**Bacaan yang Diberikan**

-----

Setiap hari, ada
begitu banyak bayi di lahirkan, bersamaan dengan itu, ada juga begitu banyak
bagian dari manusia yang mungkin kemarin kau lihat menghembuskan nafas
terakhirnya dan kembali bersatu dengan bumi.
Kemarin malam ibuku
bercerita tentang anak laki-laki dari buruh cuci miskin, anak laki-laki itu
masih sangat muda, mungkin baru sekitar 8 atau 9 tahun. Aku pernah melihatnya
dulu waktu akau masih tinggal dirumah ibuku. Anak laki-laki itu hitam dan kurus, seperti
kebanyakan anak-anak pribumi, sedikit tidak terawat. Tapi waktu itu dia masih
sangat sehat.
“ia terkena sakit
mata, mata bangkak sudah 2 tahun. Mama sudah bilang sama ibu nya. Bawa nakanya
kedokter specialis mata. Anaknya hampir buta. De tas-tas ransel kamu yang gak
kepake boleh mama kasih orang?”
Kata ibuku saat
menemaniku yang terbaring bosan diatas kasur. Maklum saja sudah 2 hari aku
tidak boleh beranjak dari kasur kecuali pergi kekamar mandi.
“boleh, kalo ada
yang mau baju sama sepatu uga boleh. lalu
kenapa gak dibawa kedokter?”
“ibunya bilang
gak punya biaya”
“kenapa mama kasih
uang, mamakan punya banyak uang?”
“udah,”
“terus? Kenapa gak
sembuh”
“kemarin mama
antar dia kedokter andi, lalu dokter andi bilang kena radiasi utravilet, lalu dokter andi kasih obat,
sama buatkan kaca mata untuk menahan utravilet
biar matanya gak tambah bengkak”
“ultraviolet maksudnya? Terus?”
“tadinya udah
agak mendingan, lalu kaca matanya dipecahin sama temen-temennya”
“loh kok? Masi SD
kan ma”
“ia, gak taw anak
SD sekarang jahat-jahat itu kaca matanya dibilang bohongan lalau dipecahin,
belum bikin kaca mata lagi, tadi pagi Ibunya ketoko jual perak. Katanya anaknya
mimisan gak berhenti-berhenti. Mama suruh dia bawa kedokter, dia bilang gak ada
uang”
“ya emang gak ada
uang. Cuci baju paling dapet berapa sih ma. Kenapa mama gak kasih uang lagi?”
“besok mama bawa
dia kedokter andi lagi”
“yang bayar?”
“mama”
“o”
Hanya kata ‘o’
yang keluar dari mulutku. Aneh ya. Anak itu yatim, dan miskin, dakit pula. Tapi
teman-temannya masih saja berlaku jahat dan tidak adil, padahal mereka masih
SD, sudah tahu caranya menyiksa orang lain. Entah bagai mana rasanya jika para
penyiksa itu ada dalam posisi anak sakit itu.

-----

**Tantangan 1**
Tuliskan kembali dengan persis bagian dari cerita tentang anak buruh cuci itu, mulai dari "Setiap hari, ada" sampai dengan "bersatu dengan bumi.".

**Data yang Diberikan**
-----

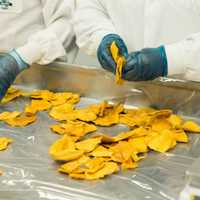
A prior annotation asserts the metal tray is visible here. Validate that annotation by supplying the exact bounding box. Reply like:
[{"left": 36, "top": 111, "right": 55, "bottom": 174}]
[{"left": 0, "top": 63, "right": 200, "bottom": 200}]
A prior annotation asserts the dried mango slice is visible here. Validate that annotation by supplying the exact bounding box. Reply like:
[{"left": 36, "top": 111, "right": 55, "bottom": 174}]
[
  {"left": 75, "top": 108, "right": 97, "bottom": 122},
  {"left": 75, "top": 137, "right": 101, "bottom": 153},
  {"left": 49, "top": 103, "right": 74, "bottom": 121},
  {"left": 183, "top": 121, "right": 200, "bottom": 133},
  {"left": 51, "top": 149, "right": 84, "bottom": 161},
  {"left": 24, "top": 90, "right": 54, "bottom": 101},
  {"left": 50, "top": 124, "right": 66, "bottom": 135},
  {"left": 113, "top": 131, "right": 137, "bottom": 142},
  {"left": 150, "top": 109, "right": 172, "bottom": 118},
  {"left": 173, "top": 130, "right": 189, "bottom": 143},
  {"left": 69, "top": 173, "right": 86, "bottom": 180},
  {"left": 110, "top": 141, "right": 135, "bottom": 163},
  {"left": 50, "top": 92, "right": 80, "bottom": 106},
  {"left": 131, "top": 152, "right": 146, "bottom": 162},
  {"left": 93, "top": 133, "right": 115, "bottom": 143},
  {"left": 113, "top": 127, "right": 149, "bottom": 142},
  {"left": 151, "top": 119, "right": 172, "bottom": 132},
  {"left": 167, "top": 114, "right": 183, "bottom": 128},
  {"left": 121, "top": 158, "right": 138, "bottom": 170},
  {"left": 1, "top": 87, "right": 22, "bottom": 104},
  {"left": 115, "top": 56, "right": 126, "bottom": 85},
  {"left": 94, "top": 104, "right": 124, "bottom": 126},
  {"left": 128, "top": 137, "right": 148, "bottom": 153},
  {"left": 148, "top": 130, "right": 176, "bottom": 153},
  {"left": 51, "top": 121, "right": 97, "bottom": 137},
  {"left": 0, "top": 137, "right": 13, "bottom": 151},
  {"left": 25, "top": 100, "right": 51, "bottom": 114},
  {"left": 0, "top": 111, "right": 21, "bottom": 121},
  {"left": 49, "top": 135, "right": 75, "bottom": 156},
  {"left": 90, "top": 146, "right": 113, "bottom": 157},
  {"left": 49, "top": 135, "right": 84, "bottom": 161},
  {"left": 85, "top": 158, "right": 105, "bottom": 173},
  {"left": 119, "top": 114, "right": 137, "bottom": 127},
  {"left": 110, "top": 42, "right": 126, "bottom": 84},
  {"left": 84, "top": 162, "right": 119, "bottom": 180},
  {"left": 58, "top": 155, "right": 90, "bottom": 174},
  {"left": 110, "top": 42, "right": 119, "bottom": 63},
  {"left": 5, "top": 114, "right": 37, "bottom": 127},
  {"left": 144, "top": 131, "right": 160, "bottom": 145},
  {"left": 67, "top": 94, "right": 80, "bottom": 104}
]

-----

**Tantangan 2**
Temukan setiap baris yang memuat kata "supplying", lalu salin semua baris tersebut. Huruf besar dan huruf kecil dibedakan.

**Jawaban Tertulis 1**
Setiap hari, ada
begitu banyak bayi di lahirkan, bersamaan dengan itu, ada juga begitu banyak
bagian dari manusia yang mungkin kemarin kau lihat menghembuskan nafas
terakhirnya dan kembali bersatu dengan bumi.

**Jawaban Tertulis 2**
A prior annotation asserts the metal tray is visible here. Validate that annotation by supplying the exact bounding box. Reply like:
A prior annotation asserts the dried mango slice is visible here. Validate that annotation by supplying the exact bounding box. Reply like:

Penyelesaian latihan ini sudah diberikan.